2.4 Het hof heeft kennis genomen van de overige stukken, waaronder twee brieven van de advocaat van de man van 26 oktober 2004 en 27 oktober 2004, beide met bijlagen, een door de advocaat van de vrouw na de mondelinge behandeling overgelegd faxbericht van 11 november 2004 met bijlagen, een brief van de advocaat van de man van 22 november 2004 met bijlagen en een brief van de advocaat van de vrouw van 2 december 2004 met een bijlage .
3.1 Partijen zijn op 16 mei 1975 met elkaar gehuwd. Uit dit huwelijk zijn twee thans meerderjarige kinderen geboren. Bij de bestreden beschikking heeft de rechtbank op verzoek van de vrouw echtscheiding tussen hen uitgesproken. De man is in eerste aanleg niet verschenen. Op 29 augustus 2003 is een uittreksel van deze echtscheidingsbeschikking in de Staatscourant geplaatst. Op 1 september 2003 heeft gerechtsdeurwaarder E.W. Holtkamp deze echtscheidingsbeschikking aan het openbaar ministerie bij de rechtbank te Almelo aan de man betekend. Op 4 september 2003 is een uittreksel van dit exploit in de Twentsche Courant Tubantia geplaatst. De echtscheidingsbeschikking is op 18 december 2003 ingeschreven in de registers van de burgerlijke stand.

============

* _INSTRUCTIES_:
1) Op welke datum zijn partijen volgens de oefentekst met elkaar gehuwd?
2) Noem alle datums die in de oefentekst in het gedeelte dat begint met "3.1 Partijen zijn" voorkomen.
3) Vertaal de zin "Uit dit huwelijk zijn twee thans meerderjarige kinderen geboren." uit de oefentekst in het Engels.

============

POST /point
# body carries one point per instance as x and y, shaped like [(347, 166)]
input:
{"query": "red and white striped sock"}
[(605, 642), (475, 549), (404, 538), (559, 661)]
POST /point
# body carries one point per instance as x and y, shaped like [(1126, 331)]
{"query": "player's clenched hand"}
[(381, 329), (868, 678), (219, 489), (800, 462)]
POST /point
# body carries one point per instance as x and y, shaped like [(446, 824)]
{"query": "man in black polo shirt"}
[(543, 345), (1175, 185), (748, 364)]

============

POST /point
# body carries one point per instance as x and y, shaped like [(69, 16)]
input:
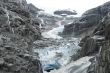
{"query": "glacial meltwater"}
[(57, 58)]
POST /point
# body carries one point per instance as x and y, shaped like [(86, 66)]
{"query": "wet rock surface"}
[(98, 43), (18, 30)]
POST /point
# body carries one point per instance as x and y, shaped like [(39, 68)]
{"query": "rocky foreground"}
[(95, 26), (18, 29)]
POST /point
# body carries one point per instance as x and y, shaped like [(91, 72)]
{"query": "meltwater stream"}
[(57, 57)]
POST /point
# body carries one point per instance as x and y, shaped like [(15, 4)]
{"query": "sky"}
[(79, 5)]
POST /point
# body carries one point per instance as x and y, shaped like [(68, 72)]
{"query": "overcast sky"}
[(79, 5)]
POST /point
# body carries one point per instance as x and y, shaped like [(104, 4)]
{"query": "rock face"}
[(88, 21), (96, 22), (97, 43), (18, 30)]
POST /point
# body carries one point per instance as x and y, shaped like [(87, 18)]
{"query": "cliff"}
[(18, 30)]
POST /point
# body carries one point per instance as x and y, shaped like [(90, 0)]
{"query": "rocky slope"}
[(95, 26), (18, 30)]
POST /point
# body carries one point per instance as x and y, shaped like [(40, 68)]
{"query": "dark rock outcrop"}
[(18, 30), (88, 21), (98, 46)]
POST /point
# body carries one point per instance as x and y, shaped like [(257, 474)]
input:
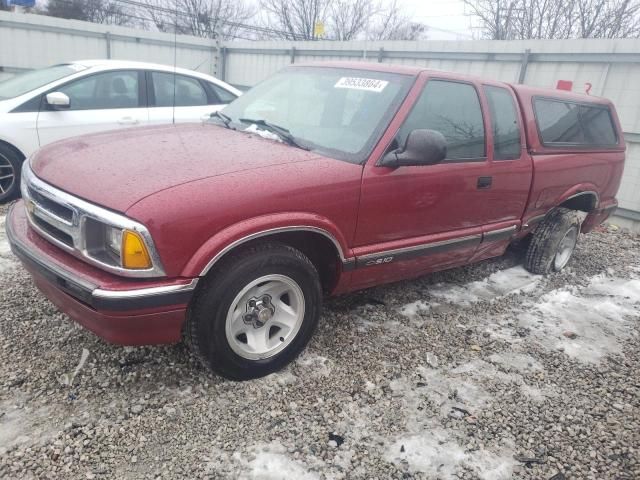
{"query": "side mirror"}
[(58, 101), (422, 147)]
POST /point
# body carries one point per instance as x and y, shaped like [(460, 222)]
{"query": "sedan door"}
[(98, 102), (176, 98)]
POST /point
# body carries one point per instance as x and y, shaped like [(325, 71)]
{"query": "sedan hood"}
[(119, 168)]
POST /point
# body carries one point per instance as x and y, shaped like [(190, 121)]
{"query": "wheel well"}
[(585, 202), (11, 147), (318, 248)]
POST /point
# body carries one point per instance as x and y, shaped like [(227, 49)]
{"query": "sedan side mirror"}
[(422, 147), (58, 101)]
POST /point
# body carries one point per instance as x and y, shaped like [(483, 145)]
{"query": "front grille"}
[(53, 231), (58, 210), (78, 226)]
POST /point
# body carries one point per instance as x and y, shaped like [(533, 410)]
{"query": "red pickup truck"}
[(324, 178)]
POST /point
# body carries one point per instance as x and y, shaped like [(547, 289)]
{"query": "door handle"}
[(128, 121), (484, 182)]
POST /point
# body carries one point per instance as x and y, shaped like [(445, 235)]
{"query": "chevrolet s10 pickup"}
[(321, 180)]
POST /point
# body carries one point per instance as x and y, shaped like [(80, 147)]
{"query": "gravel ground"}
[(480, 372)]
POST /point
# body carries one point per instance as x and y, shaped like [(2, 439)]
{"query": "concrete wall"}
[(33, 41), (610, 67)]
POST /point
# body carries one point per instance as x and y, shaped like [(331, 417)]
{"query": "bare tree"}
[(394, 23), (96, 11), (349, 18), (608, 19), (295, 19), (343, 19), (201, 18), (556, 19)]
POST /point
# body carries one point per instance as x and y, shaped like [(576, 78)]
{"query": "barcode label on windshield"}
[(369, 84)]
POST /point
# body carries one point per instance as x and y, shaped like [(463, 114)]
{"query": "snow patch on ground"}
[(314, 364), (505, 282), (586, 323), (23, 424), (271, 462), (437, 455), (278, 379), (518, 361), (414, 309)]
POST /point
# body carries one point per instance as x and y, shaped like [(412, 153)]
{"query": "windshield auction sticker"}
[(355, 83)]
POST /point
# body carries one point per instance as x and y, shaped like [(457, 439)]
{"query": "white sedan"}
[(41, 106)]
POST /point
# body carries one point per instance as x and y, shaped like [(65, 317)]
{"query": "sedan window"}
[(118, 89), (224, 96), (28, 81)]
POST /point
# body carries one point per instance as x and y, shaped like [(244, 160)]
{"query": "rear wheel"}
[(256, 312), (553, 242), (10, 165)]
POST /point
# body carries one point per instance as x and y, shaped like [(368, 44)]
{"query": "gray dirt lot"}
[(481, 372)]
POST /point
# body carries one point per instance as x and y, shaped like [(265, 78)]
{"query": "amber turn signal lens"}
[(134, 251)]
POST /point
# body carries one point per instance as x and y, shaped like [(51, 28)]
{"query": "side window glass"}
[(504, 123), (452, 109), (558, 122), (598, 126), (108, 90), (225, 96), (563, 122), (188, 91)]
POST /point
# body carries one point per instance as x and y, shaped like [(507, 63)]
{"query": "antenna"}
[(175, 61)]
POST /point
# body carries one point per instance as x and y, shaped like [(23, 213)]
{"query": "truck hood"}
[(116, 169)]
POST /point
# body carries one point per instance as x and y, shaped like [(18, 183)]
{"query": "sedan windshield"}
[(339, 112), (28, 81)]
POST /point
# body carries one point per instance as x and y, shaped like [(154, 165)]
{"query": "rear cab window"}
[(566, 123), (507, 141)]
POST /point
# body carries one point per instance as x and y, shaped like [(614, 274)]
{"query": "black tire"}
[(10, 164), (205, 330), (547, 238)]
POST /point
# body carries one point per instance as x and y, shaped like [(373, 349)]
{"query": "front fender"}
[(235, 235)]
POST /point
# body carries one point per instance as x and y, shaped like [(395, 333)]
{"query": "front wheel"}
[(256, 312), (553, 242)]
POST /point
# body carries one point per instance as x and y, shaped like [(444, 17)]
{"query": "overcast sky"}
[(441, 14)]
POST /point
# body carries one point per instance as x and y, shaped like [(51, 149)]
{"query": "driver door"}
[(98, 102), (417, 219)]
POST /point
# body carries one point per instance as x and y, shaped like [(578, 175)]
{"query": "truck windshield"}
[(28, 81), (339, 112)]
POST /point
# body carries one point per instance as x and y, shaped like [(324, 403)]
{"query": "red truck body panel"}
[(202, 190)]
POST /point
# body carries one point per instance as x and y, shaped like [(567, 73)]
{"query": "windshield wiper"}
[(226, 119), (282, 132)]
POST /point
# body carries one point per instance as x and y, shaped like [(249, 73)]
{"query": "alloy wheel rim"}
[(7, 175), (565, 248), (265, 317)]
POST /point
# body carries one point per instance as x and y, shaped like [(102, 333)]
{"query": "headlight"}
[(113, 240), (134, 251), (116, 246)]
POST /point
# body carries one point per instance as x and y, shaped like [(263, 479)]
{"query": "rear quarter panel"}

============

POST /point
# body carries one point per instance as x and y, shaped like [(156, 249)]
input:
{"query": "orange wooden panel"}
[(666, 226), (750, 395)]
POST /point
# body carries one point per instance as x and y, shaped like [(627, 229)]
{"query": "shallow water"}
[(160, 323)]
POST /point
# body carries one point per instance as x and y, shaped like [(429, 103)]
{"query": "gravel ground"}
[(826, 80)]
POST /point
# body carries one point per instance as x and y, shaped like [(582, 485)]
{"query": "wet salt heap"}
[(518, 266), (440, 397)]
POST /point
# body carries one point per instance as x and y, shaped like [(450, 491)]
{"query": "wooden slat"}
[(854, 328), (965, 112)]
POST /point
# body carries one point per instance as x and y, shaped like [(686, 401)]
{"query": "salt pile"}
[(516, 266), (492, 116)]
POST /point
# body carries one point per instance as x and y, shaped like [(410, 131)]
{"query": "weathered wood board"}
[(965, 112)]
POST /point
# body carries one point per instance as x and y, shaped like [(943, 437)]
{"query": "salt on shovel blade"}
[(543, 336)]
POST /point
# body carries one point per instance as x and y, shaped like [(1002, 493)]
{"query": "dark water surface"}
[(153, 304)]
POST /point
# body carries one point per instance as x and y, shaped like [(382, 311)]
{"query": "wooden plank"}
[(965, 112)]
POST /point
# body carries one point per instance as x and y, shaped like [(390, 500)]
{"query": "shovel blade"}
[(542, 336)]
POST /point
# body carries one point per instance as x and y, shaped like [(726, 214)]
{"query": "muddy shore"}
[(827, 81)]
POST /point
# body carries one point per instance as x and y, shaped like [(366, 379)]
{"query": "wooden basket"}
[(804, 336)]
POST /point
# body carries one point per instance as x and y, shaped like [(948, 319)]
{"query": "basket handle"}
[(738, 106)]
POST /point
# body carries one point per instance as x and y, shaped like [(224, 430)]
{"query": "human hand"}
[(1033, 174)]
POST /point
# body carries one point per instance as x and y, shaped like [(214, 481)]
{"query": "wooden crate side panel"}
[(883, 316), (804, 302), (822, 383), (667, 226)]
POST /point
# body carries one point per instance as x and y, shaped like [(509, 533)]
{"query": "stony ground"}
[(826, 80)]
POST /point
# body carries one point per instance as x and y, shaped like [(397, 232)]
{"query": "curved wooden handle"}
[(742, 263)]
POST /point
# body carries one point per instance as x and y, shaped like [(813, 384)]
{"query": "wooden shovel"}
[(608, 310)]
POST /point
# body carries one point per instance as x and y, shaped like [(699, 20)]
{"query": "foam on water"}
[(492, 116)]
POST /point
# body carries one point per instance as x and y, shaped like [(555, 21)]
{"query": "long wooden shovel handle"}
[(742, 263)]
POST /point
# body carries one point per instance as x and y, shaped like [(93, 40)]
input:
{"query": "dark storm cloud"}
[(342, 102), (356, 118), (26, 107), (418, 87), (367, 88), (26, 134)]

============

* _ANTWOORDEN PER OPDRACHT_:
1) Op 16 mei 1975.

2)
16 mei 1975
29 augustus 2003
1 september 2003
4 september 2003
18 december 2003

3) Two children, now of age, were born of this marriage.